Exercise task 1 -
Pick out every line in the rows below that contains the string "rear", and treat uppercase and lowercase as different.

Excerpted passage -
════════════════════

There’s certainly been plenty of impassioned rhetoric spewed in recent weeks about the P5+1 agreement with Iran. (P5+1 stands for the U.S., U.K., France, China, Russia plus Germany ). Few people have even read the agreement I suspect, but you can right here on the White House website, all 159 pages, if you really want to. Frankly, I have no desire to read the fine print, but I think the explanation provided by this nuclear physicist is a good substitute. The State Department’s website has plenty of information about this agreement too.
Former Ambassador Joe C. Wilson spoke in favor of the Iranian nuke agreement this week in Albuquerque at Congregation Albert. Although linked to J Street, the Ambassador made clear that he was speaking only for himself. Two weeks earlier, the synagogue invited a speaker sponsored by AIPAC opposed to the agreement. In good humor, Wilson noted that he didn’t want to be the goy between the two Jews.
Americans might best remember Ambassador Wilson for his role in exposing the Bush Administration’s lies about Saddam Hussein obtaining yellow cake from Niger. Bush needed to fabricate a reason to go to war, and after Wilson exposed his lies in an article in the New York Times, the Bush Administration exposed Wilson’s wife, Valerie Plame, as a CIA agent, ending her career. Her book, Fair Game: How a Top CIA Agent was Betrayed By Her Own Government has been made into a movie and I understand Sean Penn plays Wilson. Now, I have to see it!
On to serious matters.
Ambassador Wilson says the Iranian nuke agreement is both a technical and political agreement. Scientists from both Sandia Labs and Los Alamos Labs were involved in the negotiations. Iran has agreed to “very intrusive and comprehensive inspections” with very close oversight for the next 15-25 years.

════════════════════

Records for the exercise -
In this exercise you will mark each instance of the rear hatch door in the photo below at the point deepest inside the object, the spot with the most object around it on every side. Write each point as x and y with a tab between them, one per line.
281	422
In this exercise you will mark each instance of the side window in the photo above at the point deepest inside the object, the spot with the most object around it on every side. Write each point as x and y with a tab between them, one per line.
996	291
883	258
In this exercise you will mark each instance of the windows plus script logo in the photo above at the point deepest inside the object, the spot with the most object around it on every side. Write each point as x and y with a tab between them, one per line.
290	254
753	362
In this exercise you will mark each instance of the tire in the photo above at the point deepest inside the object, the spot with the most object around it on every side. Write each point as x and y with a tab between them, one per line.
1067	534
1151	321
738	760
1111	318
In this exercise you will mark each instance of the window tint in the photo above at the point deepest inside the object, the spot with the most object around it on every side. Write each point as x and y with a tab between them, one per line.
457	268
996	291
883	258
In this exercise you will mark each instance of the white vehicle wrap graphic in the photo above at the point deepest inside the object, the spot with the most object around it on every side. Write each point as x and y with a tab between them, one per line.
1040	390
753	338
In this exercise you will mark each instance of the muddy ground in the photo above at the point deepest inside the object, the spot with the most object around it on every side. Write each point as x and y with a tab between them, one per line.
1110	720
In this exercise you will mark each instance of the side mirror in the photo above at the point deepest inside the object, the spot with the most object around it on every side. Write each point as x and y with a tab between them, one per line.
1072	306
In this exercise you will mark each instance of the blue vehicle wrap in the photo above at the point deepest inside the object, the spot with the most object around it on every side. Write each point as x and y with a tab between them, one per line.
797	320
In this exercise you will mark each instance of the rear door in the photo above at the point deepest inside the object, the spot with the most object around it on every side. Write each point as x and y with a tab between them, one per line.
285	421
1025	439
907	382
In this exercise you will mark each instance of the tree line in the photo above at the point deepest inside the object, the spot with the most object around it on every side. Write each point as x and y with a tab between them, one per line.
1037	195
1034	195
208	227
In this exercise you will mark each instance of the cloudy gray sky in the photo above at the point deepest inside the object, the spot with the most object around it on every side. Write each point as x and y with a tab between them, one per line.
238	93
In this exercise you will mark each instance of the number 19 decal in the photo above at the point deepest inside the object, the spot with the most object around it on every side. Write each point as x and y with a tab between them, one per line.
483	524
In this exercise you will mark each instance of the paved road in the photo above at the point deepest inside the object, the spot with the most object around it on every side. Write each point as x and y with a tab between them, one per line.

════════════════════

Exercise task 2 -
In the post on the Iran nuclear agreement above, where did Joe C. Wilson speak in favor of the agreement?

Worked answer 1 -
In this exercise you will mark each instance of the rear hatch door in the photo below at the point deepest inside the object, the spot with the most object around it on every side. Write each point as x and y with a tab between them, one per line.
In this exercise you will mark each instance of the rear door in the photo above at the point deepest inside the object, the spot with the most object around it on every side. Write each point as x and y with a tab between them, one per line.

Worked answer 2 -
At Congregation Albert in Albuquerque.